_EXERCISE INSTRUCTIONS_:
In the records below, the line with "Would you mind marking the black picture" opens the range and the line with "Would you mind marking the bed in" closes it; print that range exactly and nothing else.
* * *
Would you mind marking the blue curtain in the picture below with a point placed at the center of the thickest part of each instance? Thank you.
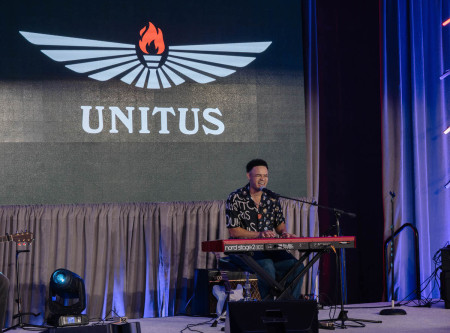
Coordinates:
(415, 52)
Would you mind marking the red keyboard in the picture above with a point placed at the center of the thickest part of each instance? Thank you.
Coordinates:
(274, 244)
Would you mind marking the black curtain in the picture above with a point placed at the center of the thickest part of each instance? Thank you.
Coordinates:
(350, 142)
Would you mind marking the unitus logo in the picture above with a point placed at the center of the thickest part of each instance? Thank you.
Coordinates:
(149, 63)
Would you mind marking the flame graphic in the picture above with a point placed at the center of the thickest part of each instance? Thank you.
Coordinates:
(148, 35)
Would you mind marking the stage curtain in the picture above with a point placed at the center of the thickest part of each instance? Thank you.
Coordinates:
(137, 259)
(416, 156)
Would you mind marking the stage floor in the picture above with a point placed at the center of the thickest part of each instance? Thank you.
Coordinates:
(417, 319)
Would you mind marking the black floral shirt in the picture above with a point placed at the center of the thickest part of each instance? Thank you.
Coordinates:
(242, 212)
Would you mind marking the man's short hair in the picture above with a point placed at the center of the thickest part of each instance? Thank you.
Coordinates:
(256, 162)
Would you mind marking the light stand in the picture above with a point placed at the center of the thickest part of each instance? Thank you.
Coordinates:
(392, 310)
(20, 314)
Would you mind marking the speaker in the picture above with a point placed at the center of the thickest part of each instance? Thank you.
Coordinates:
(291, 316)
(445, 288)
(445, 276)
(203, 300)
(445, 258)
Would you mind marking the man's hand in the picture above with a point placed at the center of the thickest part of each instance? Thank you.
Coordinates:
(267, 234)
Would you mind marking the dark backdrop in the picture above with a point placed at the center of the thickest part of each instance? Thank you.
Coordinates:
(350, 141)
(47, 157)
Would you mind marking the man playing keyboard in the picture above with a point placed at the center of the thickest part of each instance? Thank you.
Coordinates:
(253, 213)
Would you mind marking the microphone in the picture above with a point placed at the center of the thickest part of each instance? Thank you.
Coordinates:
(269, 192)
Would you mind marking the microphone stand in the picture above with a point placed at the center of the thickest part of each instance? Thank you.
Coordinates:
(392, 310)
(340, 260)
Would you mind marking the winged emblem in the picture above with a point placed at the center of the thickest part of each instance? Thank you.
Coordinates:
(148, 63)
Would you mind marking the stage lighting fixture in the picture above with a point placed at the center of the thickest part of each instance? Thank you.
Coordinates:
(66, 299)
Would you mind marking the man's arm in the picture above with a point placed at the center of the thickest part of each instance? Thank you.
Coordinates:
(281, 230)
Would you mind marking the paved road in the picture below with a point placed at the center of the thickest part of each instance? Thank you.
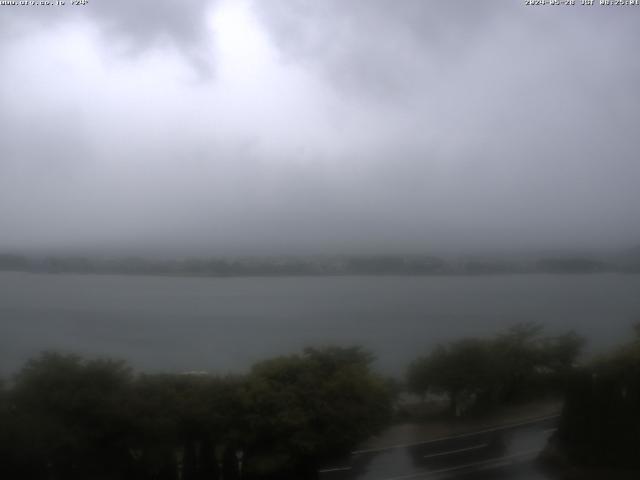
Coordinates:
(505, 452)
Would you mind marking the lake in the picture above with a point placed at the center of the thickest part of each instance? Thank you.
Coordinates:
(225, 324)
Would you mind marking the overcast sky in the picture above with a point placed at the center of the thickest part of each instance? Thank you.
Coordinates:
(318, 126)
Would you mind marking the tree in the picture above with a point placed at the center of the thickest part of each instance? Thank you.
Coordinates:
(304, 408)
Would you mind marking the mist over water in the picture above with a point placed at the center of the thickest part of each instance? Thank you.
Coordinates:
(226, 324)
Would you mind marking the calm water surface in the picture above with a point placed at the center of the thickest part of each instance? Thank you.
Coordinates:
(225, 324)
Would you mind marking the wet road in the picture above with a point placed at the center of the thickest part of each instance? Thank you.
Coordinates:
(506, 452)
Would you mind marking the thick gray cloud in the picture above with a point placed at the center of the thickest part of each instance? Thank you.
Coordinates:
(329, 126)
(127, 27)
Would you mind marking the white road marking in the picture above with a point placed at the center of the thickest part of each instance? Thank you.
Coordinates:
(496, 428)
(491, 463)
(451, 452)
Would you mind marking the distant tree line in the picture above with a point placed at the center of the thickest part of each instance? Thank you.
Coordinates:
(65, 417)
(337, 265)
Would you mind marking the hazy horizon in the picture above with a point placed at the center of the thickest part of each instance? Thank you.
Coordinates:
(301, 127)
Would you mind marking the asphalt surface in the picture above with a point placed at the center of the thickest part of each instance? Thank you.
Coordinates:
(499, 452)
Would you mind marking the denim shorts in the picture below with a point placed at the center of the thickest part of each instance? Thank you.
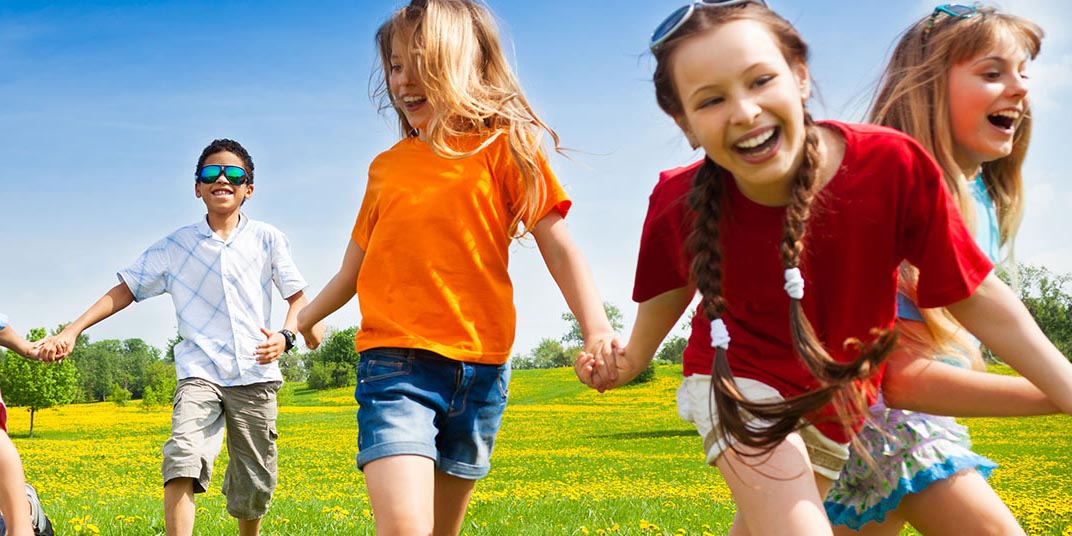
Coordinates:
(418, 402)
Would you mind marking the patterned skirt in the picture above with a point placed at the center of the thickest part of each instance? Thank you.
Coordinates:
(911, 450)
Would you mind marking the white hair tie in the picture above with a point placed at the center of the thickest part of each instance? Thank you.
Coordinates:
(794, 283)
(719, 336)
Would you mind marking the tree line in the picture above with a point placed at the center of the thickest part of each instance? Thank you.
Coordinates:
(121, 371)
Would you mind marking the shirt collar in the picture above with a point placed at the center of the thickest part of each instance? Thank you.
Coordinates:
(207, 232)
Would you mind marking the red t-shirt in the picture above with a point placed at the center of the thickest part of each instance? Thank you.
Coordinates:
(886, 204)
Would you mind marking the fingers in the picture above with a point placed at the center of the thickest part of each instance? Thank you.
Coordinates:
(271, 348)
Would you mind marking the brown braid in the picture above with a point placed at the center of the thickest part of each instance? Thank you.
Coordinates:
(837, 378)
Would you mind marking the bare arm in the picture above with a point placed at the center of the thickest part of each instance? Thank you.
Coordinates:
(571, 273)
(655, 318)
(274, 344)
(112, 302)
(918, 383)
(10, 339)
(999, 319)
(335, 295)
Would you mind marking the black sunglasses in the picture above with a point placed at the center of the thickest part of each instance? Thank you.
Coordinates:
(235, 175)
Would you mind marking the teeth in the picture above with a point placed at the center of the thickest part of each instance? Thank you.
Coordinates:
(756, 140)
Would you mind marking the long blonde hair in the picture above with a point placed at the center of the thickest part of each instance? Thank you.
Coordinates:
(457, 53)
(913, 98)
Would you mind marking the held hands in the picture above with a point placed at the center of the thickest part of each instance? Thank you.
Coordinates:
(597, 366)
(53, 348)
(312, 335)
(271, 348)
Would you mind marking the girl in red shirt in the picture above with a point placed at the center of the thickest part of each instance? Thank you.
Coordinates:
(784, 204)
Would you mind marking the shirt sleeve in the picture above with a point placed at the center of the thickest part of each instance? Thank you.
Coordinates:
(284, 271)
(148, 276)
(367, 214)
(663, 263)
(936, 240)
(506, 168)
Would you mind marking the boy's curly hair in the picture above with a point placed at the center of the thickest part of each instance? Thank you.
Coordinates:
(228, 146)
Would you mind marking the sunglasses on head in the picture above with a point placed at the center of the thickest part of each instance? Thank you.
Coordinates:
(955, 11)
(235, 175)
(678, 18)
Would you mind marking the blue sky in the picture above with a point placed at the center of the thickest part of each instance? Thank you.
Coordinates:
(105, 106)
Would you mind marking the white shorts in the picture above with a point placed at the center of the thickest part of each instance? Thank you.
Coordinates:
(695, 405)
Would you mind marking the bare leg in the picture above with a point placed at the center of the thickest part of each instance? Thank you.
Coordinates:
(249, 526)
(962, 504)
(402, 491)
(13, 502)
(451, 500)
(179, 507)
(777, 493)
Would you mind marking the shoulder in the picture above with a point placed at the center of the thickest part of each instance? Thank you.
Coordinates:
(674, 182)
(877, 150)
(185, 234)
(867, 139)
(401, 147)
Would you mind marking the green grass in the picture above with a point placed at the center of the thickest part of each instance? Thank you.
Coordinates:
(568, 461)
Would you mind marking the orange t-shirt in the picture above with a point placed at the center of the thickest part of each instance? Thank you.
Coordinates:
(436, 248)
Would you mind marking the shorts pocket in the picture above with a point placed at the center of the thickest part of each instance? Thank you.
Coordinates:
(504, 381)
(377, 367)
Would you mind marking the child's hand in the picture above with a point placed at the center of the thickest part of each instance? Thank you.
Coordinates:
(605, 350)
(53, 348)
(313, 336)
(270, 350)
(311, 333)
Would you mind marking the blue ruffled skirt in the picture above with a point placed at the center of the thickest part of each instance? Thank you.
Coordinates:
(911, 451)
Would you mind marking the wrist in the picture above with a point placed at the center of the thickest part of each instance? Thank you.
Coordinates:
(288, 338)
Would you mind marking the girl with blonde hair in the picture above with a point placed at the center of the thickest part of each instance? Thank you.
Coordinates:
(794, 234)
(955, 83)
(428, 256)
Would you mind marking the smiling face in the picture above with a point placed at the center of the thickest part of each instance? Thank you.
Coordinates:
(408, 93)
(987, 97)
(222, 197)
(743, 103)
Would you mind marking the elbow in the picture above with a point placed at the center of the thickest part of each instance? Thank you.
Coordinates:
(896, 384)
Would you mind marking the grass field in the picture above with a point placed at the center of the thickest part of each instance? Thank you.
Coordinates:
(568, 461)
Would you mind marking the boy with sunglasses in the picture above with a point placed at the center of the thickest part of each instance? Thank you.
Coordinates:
(219, 272)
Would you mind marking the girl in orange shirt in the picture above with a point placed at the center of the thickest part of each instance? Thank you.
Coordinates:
(428, 256)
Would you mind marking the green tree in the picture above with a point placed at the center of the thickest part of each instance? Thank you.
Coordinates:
(335, 362)
(549, 354)
(35, 385)
(1046, 296)
(119, 395)
(172, 343)
(160, 384)
(98, 365)
(574, 337)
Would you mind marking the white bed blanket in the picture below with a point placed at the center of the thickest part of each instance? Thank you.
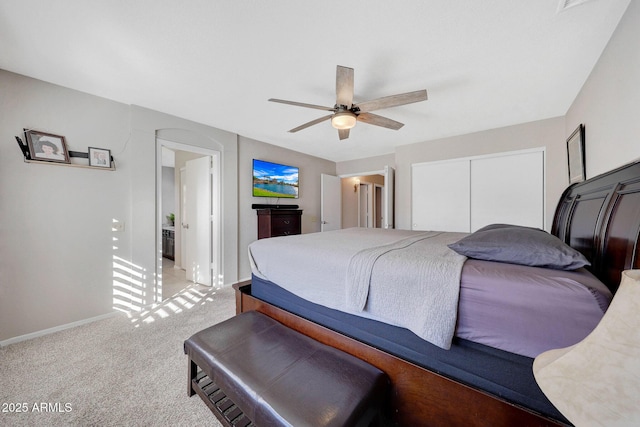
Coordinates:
(405, 278)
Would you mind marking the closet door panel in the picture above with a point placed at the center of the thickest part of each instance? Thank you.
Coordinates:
(508, 189)
(440, 196)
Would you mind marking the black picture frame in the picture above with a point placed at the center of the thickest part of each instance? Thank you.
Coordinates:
(99, 157)
(575, 155)
(46, 147)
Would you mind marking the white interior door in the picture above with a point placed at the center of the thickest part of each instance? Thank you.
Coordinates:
(387, 214)
(330, 203)
(183, 217)
(197, 224)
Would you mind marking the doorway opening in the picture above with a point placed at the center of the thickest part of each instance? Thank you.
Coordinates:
(188, 218)
(367, 199)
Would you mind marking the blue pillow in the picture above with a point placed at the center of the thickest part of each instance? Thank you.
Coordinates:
(516, 244)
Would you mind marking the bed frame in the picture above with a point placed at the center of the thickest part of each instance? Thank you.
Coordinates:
(600, 217)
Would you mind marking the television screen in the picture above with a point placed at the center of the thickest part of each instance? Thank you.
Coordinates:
(274, 180)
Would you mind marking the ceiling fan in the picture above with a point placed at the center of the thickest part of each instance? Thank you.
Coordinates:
(345, 113)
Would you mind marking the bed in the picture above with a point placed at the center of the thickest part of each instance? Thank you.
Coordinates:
(467, 377)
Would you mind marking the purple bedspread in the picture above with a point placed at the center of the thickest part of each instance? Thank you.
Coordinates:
(538, 309)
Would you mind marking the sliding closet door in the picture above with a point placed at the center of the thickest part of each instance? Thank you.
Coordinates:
(440, 196)
(467, 194)
(508, 189)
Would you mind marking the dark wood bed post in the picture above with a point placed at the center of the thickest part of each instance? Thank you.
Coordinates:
(418, 396)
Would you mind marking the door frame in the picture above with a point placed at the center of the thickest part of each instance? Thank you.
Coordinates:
(389, 182)
(216, 197)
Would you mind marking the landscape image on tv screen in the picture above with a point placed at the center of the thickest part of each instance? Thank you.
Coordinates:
(274, 180)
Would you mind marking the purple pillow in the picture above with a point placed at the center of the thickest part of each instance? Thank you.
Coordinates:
(515, 244)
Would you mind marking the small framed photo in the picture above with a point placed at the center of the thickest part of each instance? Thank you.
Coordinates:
(46, 146)
(99, 157)
(575, 152)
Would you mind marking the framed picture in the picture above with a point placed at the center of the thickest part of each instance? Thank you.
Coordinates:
(575, 151)
(99, 157)
(46, 146)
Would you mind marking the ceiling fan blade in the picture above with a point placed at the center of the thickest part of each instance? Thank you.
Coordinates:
(301, 104)
(344, 86)
(343, 134)
(393, 101)
(311, 123)
(374, 119)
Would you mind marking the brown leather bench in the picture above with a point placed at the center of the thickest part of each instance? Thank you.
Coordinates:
(251, 369)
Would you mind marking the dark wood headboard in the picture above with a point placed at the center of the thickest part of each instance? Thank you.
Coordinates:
(600, 217)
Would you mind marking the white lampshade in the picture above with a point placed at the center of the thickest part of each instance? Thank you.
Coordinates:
(597, 381)
(343, 120)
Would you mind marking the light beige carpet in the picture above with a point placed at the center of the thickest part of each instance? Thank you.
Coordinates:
(119, 371)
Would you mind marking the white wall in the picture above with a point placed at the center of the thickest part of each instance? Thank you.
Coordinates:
(609, 101)
(309, 190)
(60, 261)
(56, 250)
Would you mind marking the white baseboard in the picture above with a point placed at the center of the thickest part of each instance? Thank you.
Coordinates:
(56, 329)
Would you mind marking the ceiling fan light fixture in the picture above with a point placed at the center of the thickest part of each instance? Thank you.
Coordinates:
(343, 120)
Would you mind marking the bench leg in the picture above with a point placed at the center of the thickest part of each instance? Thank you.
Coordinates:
(191, 374)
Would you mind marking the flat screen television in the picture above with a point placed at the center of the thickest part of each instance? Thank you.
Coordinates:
(274, 180)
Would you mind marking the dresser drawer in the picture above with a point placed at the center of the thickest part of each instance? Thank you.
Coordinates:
(284, 225)
(279, 222)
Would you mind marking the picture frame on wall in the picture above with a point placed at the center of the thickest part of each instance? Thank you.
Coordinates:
(99, 157)
(575, 152)
(46, 147)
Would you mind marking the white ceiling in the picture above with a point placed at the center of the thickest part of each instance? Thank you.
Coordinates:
(485, 64)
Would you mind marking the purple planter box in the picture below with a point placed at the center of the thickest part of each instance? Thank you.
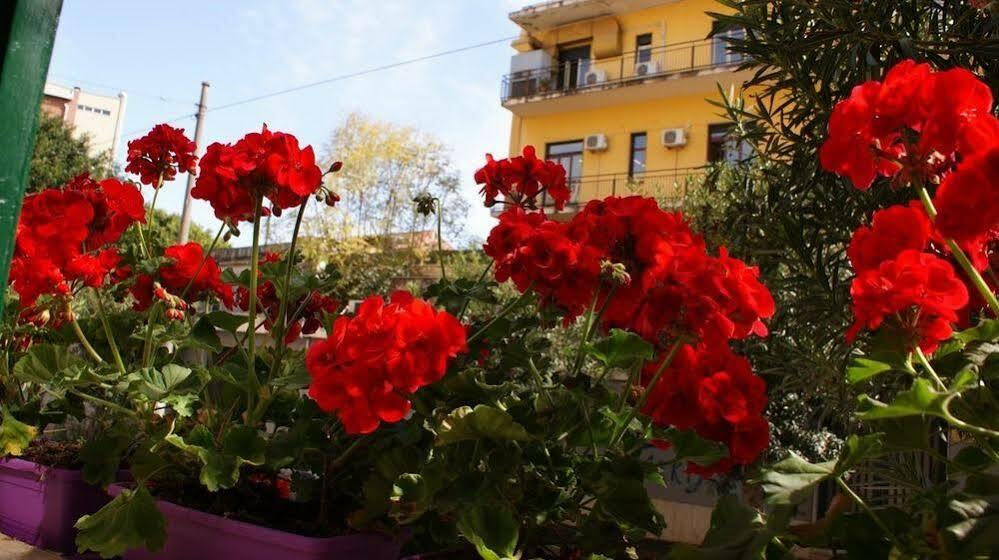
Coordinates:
(196, 534)
(39, 504)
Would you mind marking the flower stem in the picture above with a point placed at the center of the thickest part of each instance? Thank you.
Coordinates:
(204, 260)
(108, 332)
(961, 257)
(863, 505)
(670, 355)
(440, 240)
(503, 313)
(83, 338)
(251, 341)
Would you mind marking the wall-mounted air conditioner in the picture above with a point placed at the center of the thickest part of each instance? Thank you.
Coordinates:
(648, 68)
(674, 137)
(594, 77)
(596, 142)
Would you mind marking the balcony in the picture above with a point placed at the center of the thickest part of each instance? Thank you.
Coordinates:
(668, 186)
(678, 69)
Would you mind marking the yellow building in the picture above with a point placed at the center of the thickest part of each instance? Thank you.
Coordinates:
(616, 90)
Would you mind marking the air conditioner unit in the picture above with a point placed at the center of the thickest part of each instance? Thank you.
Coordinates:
(596, 142)
(594, 77)
(648, 68)
(674, 137)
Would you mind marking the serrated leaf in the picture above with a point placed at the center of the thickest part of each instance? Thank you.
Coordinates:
(862, 369)
(621, 349)
(482, 422)
(15, 435)
(492, 529)
(131, 520)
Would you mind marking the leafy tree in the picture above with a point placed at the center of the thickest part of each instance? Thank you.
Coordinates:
(790, 216)
(59, 156)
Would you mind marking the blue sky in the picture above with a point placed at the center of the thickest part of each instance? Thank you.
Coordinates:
(160, 52)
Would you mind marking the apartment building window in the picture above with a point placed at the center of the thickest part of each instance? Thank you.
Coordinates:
(573, 64)
(723, 146)
(570, 156)
(639, 148)
(643, 48)
(720, 50)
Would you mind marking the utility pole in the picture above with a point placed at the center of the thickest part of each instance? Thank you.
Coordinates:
(199, 149)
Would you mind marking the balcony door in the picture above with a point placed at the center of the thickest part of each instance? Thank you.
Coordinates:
(570, 156)
(573, 64)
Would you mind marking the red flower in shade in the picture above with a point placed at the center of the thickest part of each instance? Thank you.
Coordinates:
(521, 179)
(892, 231)
(714, 392)
(911, 123)
(967, 201)
(372, 361)
(183, 268)
(263, 164)
(62, 234)
(160, 155)
(918, 288)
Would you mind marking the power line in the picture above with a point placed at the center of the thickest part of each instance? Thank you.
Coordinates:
(359, 73)
(330, 80)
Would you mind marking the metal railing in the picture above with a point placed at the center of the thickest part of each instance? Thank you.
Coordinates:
(633, 67)
(669, 187)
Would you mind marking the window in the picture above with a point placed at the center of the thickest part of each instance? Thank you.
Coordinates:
(720, 51)
(723, 146)
(570, 156)
(639, 147)
(643, 48)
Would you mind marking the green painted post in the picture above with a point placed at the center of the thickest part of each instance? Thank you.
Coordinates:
(27, 30)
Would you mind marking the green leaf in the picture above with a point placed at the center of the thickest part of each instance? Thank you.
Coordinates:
(482, 422)
(919, 400)
(131, 520)
(220, 466)
(492, 529)
(14, 435)
(862, 369)
(621, 349)
(791, 481)
(44, 362)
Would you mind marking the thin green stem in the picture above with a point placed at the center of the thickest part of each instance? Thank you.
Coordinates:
(670, 355)
(108, 333)
(251, 341)
(440, 239)
(863, 505)
(503, 313)
(89, 348)
(961, 257)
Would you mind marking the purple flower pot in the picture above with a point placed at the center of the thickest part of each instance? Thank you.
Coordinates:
(39, 504)
(196, 534)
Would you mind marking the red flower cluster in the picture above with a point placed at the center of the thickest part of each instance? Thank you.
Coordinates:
(187, 266)
(63, 233)
(919, 288)
(262, 164)
(521, 179)
(871, 132)
(671, 285)
(160, 155)
(714, 392)
(372, 361)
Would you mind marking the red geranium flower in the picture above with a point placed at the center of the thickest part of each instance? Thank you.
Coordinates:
(263, 164)
(372, 361)
(521, 179)
(159, 155)
(917, 292)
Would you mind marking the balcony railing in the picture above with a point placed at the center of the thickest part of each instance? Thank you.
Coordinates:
(633, 67)
(668, 186)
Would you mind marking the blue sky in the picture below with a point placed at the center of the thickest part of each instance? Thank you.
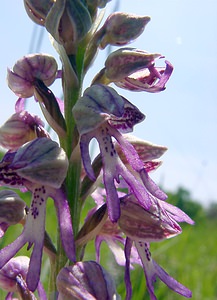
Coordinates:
(183, 117)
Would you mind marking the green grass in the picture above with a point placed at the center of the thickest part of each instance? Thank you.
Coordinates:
(191, 258)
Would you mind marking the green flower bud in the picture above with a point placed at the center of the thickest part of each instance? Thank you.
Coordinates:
(19, 129)
(68, 22)
(37, 10)
(121, 28)
(41, 161)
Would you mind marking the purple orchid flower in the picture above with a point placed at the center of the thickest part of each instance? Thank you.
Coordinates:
(21, 128)
(12, 210)
(152, 79)
(142, 227)
(40, 166)
(85, 280)
(108, 113)
(13, 276)
(31, 76)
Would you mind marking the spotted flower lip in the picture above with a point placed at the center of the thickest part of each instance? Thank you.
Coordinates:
(33, 66)
(109, 114)
(79, 282)
(152, 79)
(12, 210)
(146, 225)
(153, 271)
(32, 166)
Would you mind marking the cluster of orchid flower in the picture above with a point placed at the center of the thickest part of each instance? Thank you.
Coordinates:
(130, 210)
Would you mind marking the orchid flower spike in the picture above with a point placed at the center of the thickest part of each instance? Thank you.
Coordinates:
(108, 115)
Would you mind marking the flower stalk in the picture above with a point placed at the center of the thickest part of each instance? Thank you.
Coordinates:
(128, 210)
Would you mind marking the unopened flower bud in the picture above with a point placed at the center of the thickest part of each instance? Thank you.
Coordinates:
(121, 28)
(19, 129)
(21, 78)
(68, 21)
(98, 3)
(41, 161)
(97, 103)
(145, 225)
(38, 10)
(123, 62)
(85, 280)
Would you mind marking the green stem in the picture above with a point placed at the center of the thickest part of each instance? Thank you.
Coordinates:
(72, 85)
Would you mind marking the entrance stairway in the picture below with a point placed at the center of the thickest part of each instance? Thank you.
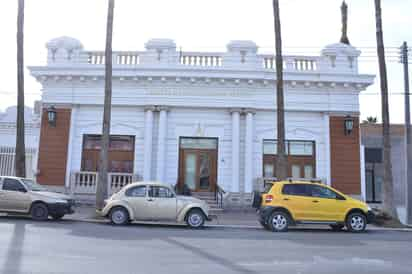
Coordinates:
(209, 198)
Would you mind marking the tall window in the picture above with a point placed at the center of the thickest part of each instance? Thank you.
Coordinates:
(300, 156)
(121, 153)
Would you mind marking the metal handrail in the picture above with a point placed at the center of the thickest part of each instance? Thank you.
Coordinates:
(219, 192)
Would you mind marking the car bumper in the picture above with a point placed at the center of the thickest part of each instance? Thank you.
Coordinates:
(61, 208)
(370, 217)
(264, 213)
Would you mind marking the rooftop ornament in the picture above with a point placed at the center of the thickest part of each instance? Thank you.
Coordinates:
(344, 9)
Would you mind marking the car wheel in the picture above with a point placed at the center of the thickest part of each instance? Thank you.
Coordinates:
(337, 227)
(39, 212)
(257, 199)
(356, 222)
(119, 216)
(195, 218)
(57, 216)
(279, 221)
(265, 225)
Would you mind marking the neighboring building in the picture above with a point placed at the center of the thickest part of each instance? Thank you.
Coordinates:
(8, 140)
(204, 119)
(372, 142)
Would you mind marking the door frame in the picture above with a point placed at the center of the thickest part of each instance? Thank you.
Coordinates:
(214, 167)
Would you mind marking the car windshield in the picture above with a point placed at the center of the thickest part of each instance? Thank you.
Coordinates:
(32, 185)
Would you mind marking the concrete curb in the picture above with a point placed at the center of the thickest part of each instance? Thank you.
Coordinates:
(231, 226)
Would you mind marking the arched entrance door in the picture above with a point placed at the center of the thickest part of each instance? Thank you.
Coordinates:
(198, 164)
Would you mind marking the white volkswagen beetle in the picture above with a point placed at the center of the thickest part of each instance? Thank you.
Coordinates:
* * *
_RESPONSE TO THE EXERCISE_:
Would you mind marking the black picture frame in the picture above with a point placed at the center of the thickest part of each instance? Thank you.
Coordinates:
(99, 157)
(575, 155)
(46, 147)
Would you mind marking the white interior door in the picture above with a point placed at the center of the thickest part of each instance? Thank you.
Coordinates:
(387, 214)
(330, 203)
(183, 217)
(197, 224)
Would you mind marking the doorway opening in the picture above with a point placed at the center of the thickest part of each instance? Thank you.
Coordinates:
(188, 218)
(367, 199)
Would you mind marking the blue pillow in the picture above with a point placed at the center of the thickest part of each instance? Thank you.
Coordinates:
(516, 244)
Would you mind marking the bed frame in the picture above with a point placed at the center of the thickest part of each instance? Thank you.
Coordinates:
(600, 217)
Would you mind marking the television screen in the picture above with a point placed at the center of the thickest part of each instance? Thank you.
Coordinates:
(274, 180)
Would you mind marking the ceiling fan in the picture above with a point placed at the center of the thickest part of each instance? Thank you.
Coordinates:
(345, 113)
Would you mind marking the bed in the picture above with a point placed at the center of the thickest part of each instance? Thank you.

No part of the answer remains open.